## Excerpted text
◆ ◆ ◆ ◆

I don't actually trust an LLM to answer this type of question well, but if it's finding the answer in a web search, it could be accurate. I've heard Groq is running DeepSeek-r1:70b at ~250 tokens per second (not to be confused with Grok).
In this video, I failed to mention that all the models shown are quantized Q4 models, not full-size models. These Q4 models are smaller sized models. They are easier to load on computers with limited resources. That's why I used Q4 models-to show what most people can run on their computers. However, I should have mentioned that these are not full-size models. If you have enough hardware resources you can download larger Q8, and fp16 models from Ollama's website. Also, I didn't cover running local LLMs in RAM instead of VRAM in detail because this video focuses mainly on GPUs and VRAM. I might make another video explaining running them in RAM in more detail.
14b can fit fine on a 2080 Ti that's only got 11 GB of vram. 1.5B is a 2GB model - you don't need 8 gigs of ram for it.
Your specs all seem way higher than actually needed.
love how ppl went from having "no chance of owning intelligent robot" to "4 words per second is too slow"
It's not an intelligent robot.
@@MrViki60 knows more then you are can do more stuff then you... who are you then
more like 20 years but yeah
@ go to church lil bro and stop bothering me.
If you’re doing work with an AI for 4 words per second, you’re going to get fired soon. Just down load the app & run it on the cloud!
You do not need VRAM to run those models. It's all about memory bandwidth. For VRAM usually is around 1000 GB/s, but you can get about 500GB/s with RAM on better motherboards supporting 8-channel memory or even 12, and 16. You can run 671B model on such machine with 5 T/s and it will be much cheaper than using GPUs.
Some systems have cpu limitations for ram. Only 64 gig max.
Can u recommend workstation cpus with 8 channel. Even if i use old one with 96 gig ddr3
Or do i need to get newer gen workstation. I can put budget for test. Cpu intel xeon or intel or amd? Xeons are cheap for not having io and integrated unit but if not needed that we can get 8 core cpu just 20 dollar.
Or maybe need ddr5 for 5000 gt/s above along with 8 channel
Make a video about this and explain it to us please. And show us everything!
@@Mehtab20mehtab still has to have the model in memory, you can use SSDs so I have heard but wouldnt be very fast at all
Not sure but I think MacBook Pro M4 Max's will be enough for the larger ones. Not entry-level hardware though.
Concise, easy to understand. Thanks mate.

◆ ◆ ◆ ◆

Dataset entries:
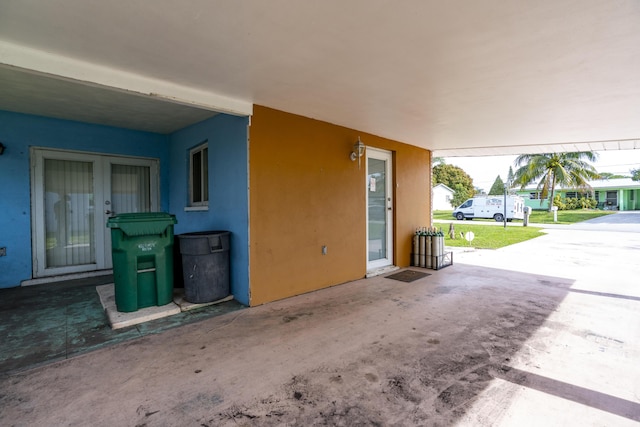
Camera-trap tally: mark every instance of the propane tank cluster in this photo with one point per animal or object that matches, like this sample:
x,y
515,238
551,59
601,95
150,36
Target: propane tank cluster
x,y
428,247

◆ ◆ ◆ ◆

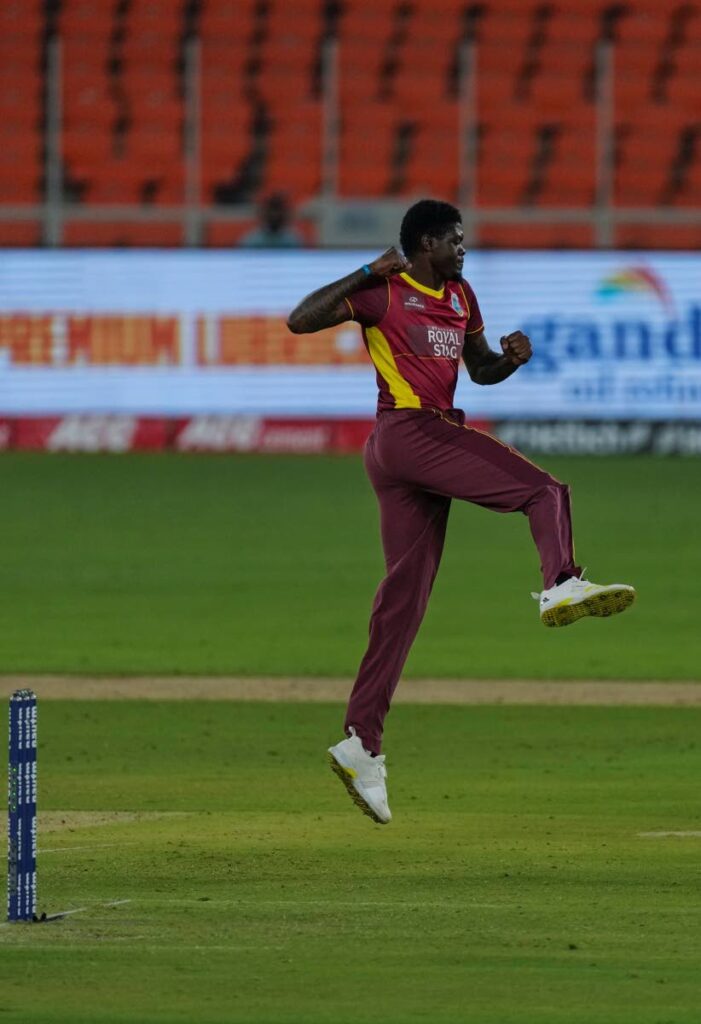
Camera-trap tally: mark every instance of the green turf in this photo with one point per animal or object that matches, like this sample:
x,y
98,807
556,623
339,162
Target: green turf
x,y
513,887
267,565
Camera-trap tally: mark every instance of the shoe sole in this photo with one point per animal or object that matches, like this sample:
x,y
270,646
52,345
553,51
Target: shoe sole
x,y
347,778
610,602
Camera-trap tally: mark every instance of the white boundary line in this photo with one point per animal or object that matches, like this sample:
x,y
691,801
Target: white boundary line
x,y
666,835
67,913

◆ ◆ ◆ ◆

## Problem statement
Summarize the comment thread about running local language models in two sentences.

## Written reply
The video's creator explains that all the models shown were quantized Q4 models, used because they load on computers with limited resources, and that larger Q8 and fp16 models can be downloaded from Ollama's website with enough hardware. Other commenters say the stated specs are higher than needed and that memory bandwidth matters more than VRAM, so a 671B model could run at about 5 tokens per second on a machine with multi-channel RAM more cheaply than on GPUs.